(Data records)

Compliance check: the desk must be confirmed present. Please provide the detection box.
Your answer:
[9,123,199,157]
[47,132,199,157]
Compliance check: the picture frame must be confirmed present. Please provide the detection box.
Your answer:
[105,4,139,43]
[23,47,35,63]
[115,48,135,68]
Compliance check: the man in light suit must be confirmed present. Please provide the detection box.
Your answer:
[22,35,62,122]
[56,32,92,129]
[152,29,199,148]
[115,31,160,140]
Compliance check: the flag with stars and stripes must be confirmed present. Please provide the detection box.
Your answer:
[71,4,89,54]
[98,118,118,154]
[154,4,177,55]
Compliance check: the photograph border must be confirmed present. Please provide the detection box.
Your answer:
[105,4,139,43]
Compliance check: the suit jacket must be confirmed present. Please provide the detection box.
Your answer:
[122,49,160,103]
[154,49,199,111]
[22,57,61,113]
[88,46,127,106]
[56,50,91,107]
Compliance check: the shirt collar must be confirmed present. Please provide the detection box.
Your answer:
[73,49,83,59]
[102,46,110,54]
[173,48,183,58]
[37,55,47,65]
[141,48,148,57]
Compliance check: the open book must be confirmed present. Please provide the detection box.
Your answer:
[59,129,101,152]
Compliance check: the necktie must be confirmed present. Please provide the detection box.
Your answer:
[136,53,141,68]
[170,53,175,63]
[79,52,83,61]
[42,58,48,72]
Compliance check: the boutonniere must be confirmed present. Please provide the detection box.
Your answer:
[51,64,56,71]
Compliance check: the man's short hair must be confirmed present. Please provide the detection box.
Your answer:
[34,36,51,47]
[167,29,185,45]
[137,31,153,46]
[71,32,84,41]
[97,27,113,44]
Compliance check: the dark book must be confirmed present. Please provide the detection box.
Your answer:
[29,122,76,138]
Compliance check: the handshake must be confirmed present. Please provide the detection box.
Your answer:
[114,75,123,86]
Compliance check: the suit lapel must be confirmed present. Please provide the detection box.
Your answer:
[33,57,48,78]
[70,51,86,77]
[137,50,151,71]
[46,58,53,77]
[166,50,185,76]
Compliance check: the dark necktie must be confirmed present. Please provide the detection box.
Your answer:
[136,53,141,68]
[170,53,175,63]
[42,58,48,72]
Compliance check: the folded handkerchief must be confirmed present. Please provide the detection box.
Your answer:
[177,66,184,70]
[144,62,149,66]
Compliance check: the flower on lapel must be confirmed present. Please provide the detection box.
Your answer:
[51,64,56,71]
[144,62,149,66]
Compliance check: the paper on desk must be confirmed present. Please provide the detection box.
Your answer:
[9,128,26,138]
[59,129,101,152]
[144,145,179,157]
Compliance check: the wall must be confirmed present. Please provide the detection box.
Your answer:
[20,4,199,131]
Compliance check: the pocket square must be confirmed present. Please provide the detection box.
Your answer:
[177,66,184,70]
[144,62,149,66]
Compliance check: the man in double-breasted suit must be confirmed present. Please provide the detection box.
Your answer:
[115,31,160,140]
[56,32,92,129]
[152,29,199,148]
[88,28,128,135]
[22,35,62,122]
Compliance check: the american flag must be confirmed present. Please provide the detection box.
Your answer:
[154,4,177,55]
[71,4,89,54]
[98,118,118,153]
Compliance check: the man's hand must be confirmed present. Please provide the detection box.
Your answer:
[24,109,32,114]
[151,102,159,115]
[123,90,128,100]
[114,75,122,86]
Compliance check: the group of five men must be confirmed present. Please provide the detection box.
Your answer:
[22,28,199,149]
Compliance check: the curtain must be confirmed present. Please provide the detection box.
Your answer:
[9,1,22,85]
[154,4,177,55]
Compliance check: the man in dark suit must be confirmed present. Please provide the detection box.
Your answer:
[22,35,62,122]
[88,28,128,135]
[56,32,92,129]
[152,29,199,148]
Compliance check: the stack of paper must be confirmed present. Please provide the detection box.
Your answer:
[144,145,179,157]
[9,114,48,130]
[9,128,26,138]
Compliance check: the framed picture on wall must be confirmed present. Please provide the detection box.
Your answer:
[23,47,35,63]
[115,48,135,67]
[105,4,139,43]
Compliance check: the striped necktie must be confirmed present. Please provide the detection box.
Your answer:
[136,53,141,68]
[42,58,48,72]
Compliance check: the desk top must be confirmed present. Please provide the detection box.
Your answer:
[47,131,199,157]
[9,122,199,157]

(End Data records)

→ **Try it**: Read the material above and copy out each line holding "book".

→ **Output below**:
Compliance check: the open book must be confirmed present. Please provide the detection box.
Compliance check: the dark book must be confirmed present. Please provide the detection box.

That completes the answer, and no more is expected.